— BEGIN DATA FOR PROCESSING —

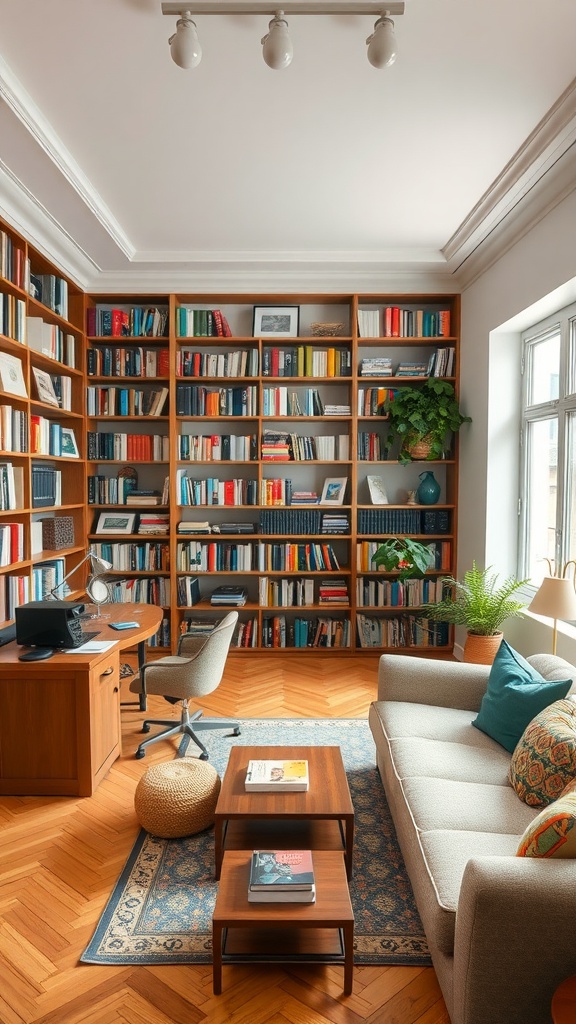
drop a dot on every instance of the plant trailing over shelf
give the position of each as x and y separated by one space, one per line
409 558
423 415
478 601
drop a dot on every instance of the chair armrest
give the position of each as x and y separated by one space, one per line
513 938
445 684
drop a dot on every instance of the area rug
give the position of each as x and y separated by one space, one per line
161 908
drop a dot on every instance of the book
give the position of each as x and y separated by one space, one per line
285 869
272 776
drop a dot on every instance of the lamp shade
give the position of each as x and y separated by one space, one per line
556 598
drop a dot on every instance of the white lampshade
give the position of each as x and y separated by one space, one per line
556 598
277 45
381 44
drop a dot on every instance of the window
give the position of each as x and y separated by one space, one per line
548 445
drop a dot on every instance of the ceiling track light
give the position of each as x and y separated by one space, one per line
277 45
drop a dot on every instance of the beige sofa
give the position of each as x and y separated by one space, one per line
500 928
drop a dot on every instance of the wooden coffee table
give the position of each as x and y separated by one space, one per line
281 933
322 818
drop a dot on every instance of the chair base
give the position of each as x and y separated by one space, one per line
189 726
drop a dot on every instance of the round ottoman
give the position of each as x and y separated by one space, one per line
177 798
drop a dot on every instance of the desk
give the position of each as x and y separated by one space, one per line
59 719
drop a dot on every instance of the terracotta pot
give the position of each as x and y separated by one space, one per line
481 649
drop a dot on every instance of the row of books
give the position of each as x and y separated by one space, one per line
241 363
133 360
405 631
403 520
201 324
217 448
134 322
441 554
125 401
371 592
137 557
194 400
396 322
105 445
306 360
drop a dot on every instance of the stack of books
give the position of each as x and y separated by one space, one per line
281 877
236 596
277 776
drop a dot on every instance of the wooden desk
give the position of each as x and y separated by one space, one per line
59 719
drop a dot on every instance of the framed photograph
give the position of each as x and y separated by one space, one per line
44 387
276 322
116 522
333 491
68 443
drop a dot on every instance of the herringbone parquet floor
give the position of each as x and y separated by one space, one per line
59 859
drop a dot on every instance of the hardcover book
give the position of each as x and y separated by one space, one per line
281 776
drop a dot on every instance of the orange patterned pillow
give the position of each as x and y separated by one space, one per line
544 760
552 834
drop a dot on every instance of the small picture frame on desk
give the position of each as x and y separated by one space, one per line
333 491
116 522
276 322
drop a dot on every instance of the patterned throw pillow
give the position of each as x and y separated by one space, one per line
552 834
544 760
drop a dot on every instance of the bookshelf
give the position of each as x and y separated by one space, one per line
198 455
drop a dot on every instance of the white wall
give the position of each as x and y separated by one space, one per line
535 276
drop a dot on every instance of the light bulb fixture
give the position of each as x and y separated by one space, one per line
184 45
277 45
381 44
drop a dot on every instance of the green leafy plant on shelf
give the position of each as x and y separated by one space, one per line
409 558
478 601
422 418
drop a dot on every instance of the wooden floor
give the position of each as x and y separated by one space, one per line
60 857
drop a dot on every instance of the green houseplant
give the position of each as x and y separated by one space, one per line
400 554
423 416
481 603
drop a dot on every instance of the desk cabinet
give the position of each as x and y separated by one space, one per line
59 724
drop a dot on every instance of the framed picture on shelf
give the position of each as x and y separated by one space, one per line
69 446
116 522
276 322
44 387
333 491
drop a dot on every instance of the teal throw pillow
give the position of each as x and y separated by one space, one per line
516 693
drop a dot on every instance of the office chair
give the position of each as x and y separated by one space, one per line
194 672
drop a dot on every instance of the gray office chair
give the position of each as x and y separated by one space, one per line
194 672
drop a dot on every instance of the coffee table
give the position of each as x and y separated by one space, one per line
322 818
281 933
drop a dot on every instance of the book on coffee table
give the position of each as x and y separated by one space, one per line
281 776
281 876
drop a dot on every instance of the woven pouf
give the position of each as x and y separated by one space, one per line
177 798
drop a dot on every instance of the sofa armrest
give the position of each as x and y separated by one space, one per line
513 941
418 680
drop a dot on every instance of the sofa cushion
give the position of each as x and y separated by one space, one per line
544 760
515 694
552 834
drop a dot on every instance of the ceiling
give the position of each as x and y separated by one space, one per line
132 173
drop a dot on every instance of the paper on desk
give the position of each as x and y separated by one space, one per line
91 647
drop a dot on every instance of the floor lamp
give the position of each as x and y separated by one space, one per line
554 599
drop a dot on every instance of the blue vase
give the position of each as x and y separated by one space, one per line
428 491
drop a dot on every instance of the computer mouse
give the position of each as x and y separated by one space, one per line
36 654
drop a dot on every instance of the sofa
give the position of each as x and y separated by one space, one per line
499 927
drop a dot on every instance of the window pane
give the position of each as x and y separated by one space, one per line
541 491
544 370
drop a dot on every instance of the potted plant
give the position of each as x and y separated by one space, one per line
400 554
421 418
480 603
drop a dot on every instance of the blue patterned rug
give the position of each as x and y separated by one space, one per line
161 908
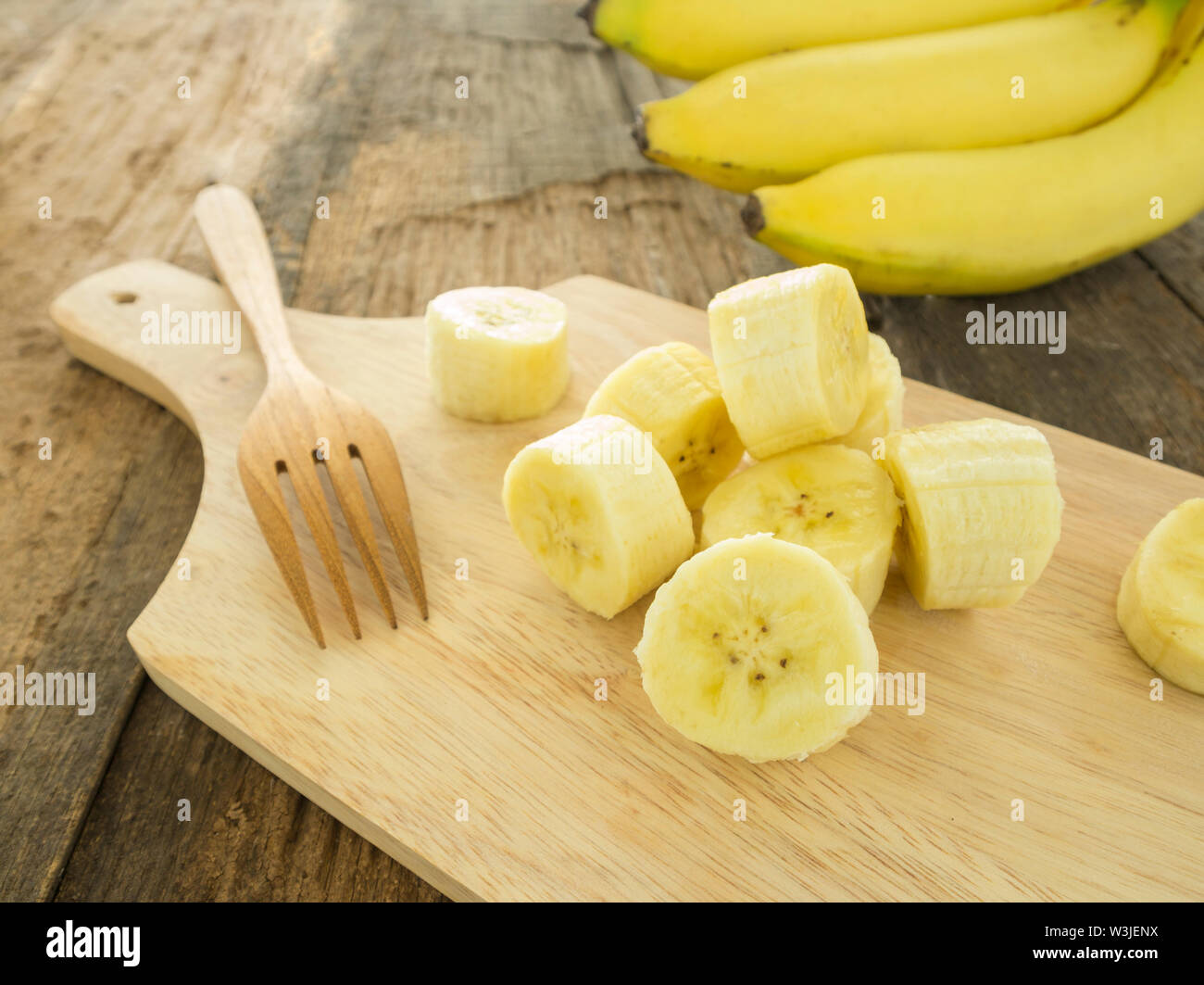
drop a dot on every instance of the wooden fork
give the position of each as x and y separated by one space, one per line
300 425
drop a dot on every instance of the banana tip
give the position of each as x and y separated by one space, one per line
753 216
588 11
639 132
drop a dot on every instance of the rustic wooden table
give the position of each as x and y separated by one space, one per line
357 101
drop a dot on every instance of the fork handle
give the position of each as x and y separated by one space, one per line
236 241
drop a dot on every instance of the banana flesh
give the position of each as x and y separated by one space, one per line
496 354
600 511
791 350
671 391
1160 602
831 499
982 511
739 644
883 412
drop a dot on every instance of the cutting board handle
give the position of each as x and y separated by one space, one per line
169 334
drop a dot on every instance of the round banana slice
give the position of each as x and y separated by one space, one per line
496 354
791 356
982 511
600 511
829 498
672 393
1160 603
759 648
884 402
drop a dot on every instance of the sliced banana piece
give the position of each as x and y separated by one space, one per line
1160 603
883 412
600 511
739 648
829 498
496 354
982 511
791 354
672 393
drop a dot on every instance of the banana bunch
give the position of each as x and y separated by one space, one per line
932 147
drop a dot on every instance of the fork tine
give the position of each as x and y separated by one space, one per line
389 487
356 513
263 489
304 474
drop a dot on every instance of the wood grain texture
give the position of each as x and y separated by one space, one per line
489 706
354 100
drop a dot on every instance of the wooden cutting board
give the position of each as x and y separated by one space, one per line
473 751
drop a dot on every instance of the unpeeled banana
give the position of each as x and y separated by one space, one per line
791 350
496 354
778 120
1160 602
739 648
1003 218
691 39
831 499
601 513
671 391
982 511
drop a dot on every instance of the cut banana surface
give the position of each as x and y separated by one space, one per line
600 511
741 647
672 393
1160 603
496 354
791 350
982 511
883 412
831 499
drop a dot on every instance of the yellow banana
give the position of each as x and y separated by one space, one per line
782 119
1002 218
693 39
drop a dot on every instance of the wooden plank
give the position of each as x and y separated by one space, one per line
352 100
489 707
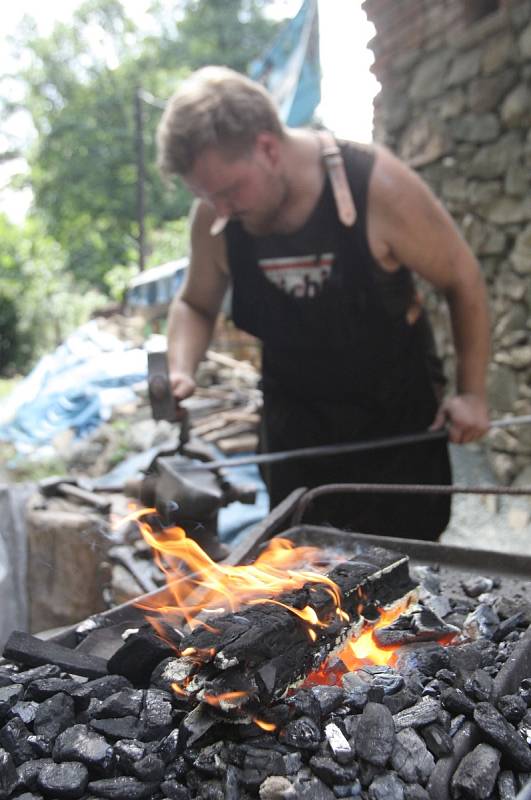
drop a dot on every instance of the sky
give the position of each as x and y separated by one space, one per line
347 86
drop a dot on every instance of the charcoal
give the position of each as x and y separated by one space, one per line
456 724
44 688
479 686
410 758
275 787
428 577
54 716
211 760
156 715
175 791
375 736
422 713
25 711
29 796
9 695
31 651
302 733
386 787
400 700
314 789
328 697
338 744
438 604
150 768
37 673
9 779
42 747
438 741
524 690
99 689
456 702
357 698
476 775
305 703
14 738
119 788
127 702
28 772
414 791
119 728
507 789
482 622
80 743
419 624
169 746
503 736
68 779
329 771
446 676
7 677
427 659
513 707
523 780
508 626
139 655
473 587
351 790
292 763
368 677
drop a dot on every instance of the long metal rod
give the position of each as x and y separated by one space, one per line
341 449
399 488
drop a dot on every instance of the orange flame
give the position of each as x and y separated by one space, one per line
266 726
197 584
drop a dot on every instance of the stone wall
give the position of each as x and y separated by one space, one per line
456 105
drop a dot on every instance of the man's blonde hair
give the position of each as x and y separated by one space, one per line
214 107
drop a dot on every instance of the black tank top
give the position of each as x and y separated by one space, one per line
332 321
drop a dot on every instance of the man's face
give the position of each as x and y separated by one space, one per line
250 188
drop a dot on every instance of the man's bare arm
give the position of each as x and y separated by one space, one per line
193 312
409 226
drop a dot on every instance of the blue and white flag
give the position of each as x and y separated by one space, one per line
290 69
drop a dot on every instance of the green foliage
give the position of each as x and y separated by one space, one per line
38 296
79 84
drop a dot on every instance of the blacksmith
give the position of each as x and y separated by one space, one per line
321 253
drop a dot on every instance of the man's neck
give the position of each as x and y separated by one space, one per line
305 177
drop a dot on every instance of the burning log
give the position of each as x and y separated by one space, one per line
255 655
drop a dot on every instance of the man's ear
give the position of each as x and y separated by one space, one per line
268 146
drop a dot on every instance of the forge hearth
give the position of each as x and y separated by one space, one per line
444 721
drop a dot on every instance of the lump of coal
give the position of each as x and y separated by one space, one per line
503 736
375 736
482 622
422 713
411 759
302 733
475 586
513 707
417 625
68 779
476 774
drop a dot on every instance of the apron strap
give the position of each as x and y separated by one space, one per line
335 168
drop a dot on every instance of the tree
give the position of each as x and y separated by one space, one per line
79 87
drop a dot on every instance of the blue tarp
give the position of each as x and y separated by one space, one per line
75 387
290 68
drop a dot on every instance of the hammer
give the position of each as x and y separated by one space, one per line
164 405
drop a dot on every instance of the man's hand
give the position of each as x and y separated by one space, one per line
182 385
466 416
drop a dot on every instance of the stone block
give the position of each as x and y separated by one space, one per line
66 563
516 108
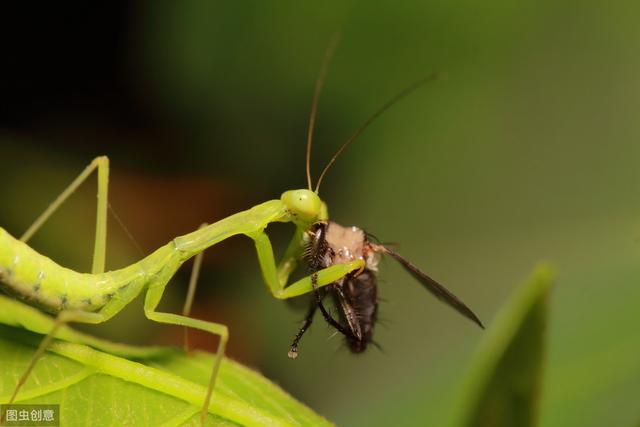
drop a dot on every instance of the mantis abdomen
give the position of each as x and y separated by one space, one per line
42 282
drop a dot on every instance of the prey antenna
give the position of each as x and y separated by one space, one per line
406 91
328 54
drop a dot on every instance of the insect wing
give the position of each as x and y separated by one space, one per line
434 287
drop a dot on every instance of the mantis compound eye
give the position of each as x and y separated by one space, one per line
304 204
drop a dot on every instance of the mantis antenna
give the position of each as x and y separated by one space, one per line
406 91
328 54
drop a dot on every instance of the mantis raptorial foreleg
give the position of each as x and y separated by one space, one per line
276 277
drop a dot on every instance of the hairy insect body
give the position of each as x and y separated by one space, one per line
358 298
356 294
35 278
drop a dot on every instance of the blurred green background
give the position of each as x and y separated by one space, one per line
527 151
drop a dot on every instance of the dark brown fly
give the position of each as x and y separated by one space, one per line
356 294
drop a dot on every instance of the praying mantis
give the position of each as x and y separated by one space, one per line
96 297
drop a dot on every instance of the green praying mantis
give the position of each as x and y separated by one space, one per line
98 296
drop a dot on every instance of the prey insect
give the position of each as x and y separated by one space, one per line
96 297
330 244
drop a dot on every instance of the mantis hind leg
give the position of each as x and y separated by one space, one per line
193 283
99 251
62 319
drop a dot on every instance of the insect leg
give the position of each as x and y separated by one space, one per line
276 282
293 351
193 283
152 299
99 250
327 316
63 318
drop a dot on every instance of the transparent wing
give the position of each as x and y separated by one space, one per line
434 287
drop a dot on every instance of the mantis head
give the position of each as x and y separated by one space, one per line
305 206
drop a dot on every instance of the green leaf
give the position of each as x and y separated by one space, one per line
504 383
165 388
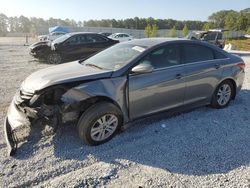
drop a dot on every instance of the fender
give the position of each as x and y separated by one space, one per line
115 89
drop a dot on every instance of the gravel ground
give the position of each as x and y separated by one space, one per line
202 148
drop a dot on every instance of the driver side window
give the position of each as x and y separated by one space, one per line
163 57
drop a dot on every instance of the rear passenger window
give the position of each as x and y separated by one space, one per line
195 53
164 57
218 55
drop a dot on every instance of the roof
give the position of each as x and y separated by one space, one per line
154 41
76 33
58 28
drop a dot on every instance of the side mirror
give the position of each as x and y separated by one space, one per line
143 68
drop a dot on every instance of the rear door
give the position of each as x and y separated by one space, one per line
73 48
203 72
161 89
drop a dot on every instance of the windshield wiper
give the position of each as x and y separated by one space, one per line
93 65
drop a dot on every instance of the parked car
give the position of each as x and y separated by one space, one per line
71 46
127 81
214 36
52 36
105 33
121 37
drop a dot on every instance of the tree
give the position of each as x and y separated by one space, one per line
151 30
147 30
173 32
3 25
248 30
154 31
185 30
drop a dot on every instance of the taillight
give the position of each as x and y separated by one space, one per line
241 66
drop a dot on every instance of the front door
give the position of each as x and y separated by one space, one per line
203 72
161 89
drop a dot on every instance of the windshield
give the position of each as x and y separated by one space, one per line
115 57
62 38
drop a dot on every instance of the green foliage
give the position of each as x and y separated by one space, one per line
147 31
154 30
151 30
3 25
248 30
231 20
185 30
206 26
173 32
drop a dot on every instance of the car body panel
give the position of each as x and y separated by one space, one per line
68 51
135 95
64 73
201 79
157 91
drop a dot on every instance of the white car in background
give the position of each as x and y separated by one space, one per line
52 36
121 37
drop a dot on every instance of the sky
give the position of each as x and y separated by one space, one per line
81 10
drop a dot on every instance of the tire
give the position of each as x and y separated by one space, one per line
99 123
222 95
54 58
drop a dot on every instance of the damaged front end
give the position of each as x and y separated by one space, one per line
26 108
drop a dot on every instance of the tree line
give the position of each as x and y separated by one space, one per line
228 19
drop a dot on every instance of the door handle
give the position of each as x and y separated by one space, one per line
217 66
178 76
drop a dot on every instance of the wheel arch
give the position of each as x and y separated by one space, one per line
233 82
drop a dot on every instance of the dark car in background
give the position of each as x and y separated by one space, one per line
70 47
127 81
105 33
213 36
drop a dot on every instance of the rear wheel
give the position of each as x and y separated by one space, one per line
54 58
222 95
99 123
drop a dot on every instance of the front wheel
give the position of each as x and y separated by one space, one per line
99 123
222 95
54 58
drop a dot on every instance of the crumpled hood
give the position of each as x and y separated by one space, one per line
64 73
39 45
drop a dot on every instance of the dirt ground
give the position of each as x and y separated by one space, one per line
202 148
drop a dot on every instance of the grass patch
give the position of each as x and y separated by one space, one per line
241 44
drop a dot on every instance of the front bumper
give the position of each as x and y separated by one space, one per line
16 117
9 138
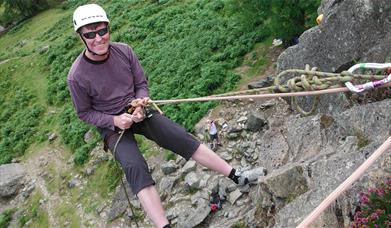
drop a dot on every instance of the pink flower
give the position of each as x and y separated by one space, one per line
364 198
380 192
374 216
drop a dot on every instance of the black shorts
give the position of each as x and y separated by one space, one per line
157 128
213 137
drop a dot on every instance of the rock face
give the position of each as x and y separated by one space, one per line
11 177
352 31
306 158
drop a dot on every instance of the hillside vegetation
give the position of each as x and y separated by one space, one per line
188 49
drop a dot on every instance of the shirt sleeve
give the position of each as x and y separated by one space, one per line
140 81
83 105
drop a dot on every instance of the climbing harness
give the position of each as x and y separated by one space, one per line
130 109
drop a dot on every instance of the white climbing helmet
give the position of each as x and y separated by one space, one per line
88 14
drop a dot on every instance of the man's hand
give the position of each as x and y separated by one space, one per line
123 121
138 114
140 102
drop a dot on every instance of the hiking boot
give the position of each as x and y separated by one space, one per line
249 176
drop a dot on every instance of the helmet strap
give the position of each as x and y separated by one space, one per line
89 50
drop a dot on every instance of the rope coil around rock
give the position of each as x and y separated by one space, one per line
310 79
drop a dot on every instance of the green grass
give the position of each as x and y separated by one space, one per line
6 217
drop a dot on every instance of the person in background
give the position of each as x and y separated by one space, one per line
213 134
103 80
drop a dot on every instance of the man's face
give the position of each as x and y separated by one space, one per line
96 37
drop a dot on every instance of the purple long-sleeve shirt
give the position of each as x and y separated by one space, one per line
100 90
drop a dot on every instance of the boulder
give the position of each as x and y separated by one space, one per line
351 31
11 179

— END DATA FOR PROCESSING —

> [PROMPT]:
Look above for the line containing "drop a dot on every instance of the hiking", then transcribe it and all lines after it through the last, exactly and with nothing else.

> [EXERCISE OUTPUT]:
drop a dot on every instance of the hiking boot
give the position of each as x and y separated by one space, one per line
249 176
drop a dot on every instance of the helmet strap
give the position of each as x and y separated by one space, one per line
89 50
drop a dot on every instance of the rope coil around rock
give the position of each as x and y separated by one space, one per line
310 79
drop a dot on every instance of the green grass
give the position of each as x and y separated by one space, one per line
6 217
drop a dot on every instance of the person in background
give the position of each as x and y separated by one space, one per line
213 134
103 80
drop a dot on every instance of the man's face
give the position of each as x and y separated by one space, one per line
96 37
drop a dot on every instance of the purple long-sleeve shirt
give the position of each as x and y separated by one space, one per line
100 90
drop a dot on every instance of the boulder
give the position of each as x and y separated by one space, one per line
351 31
11 179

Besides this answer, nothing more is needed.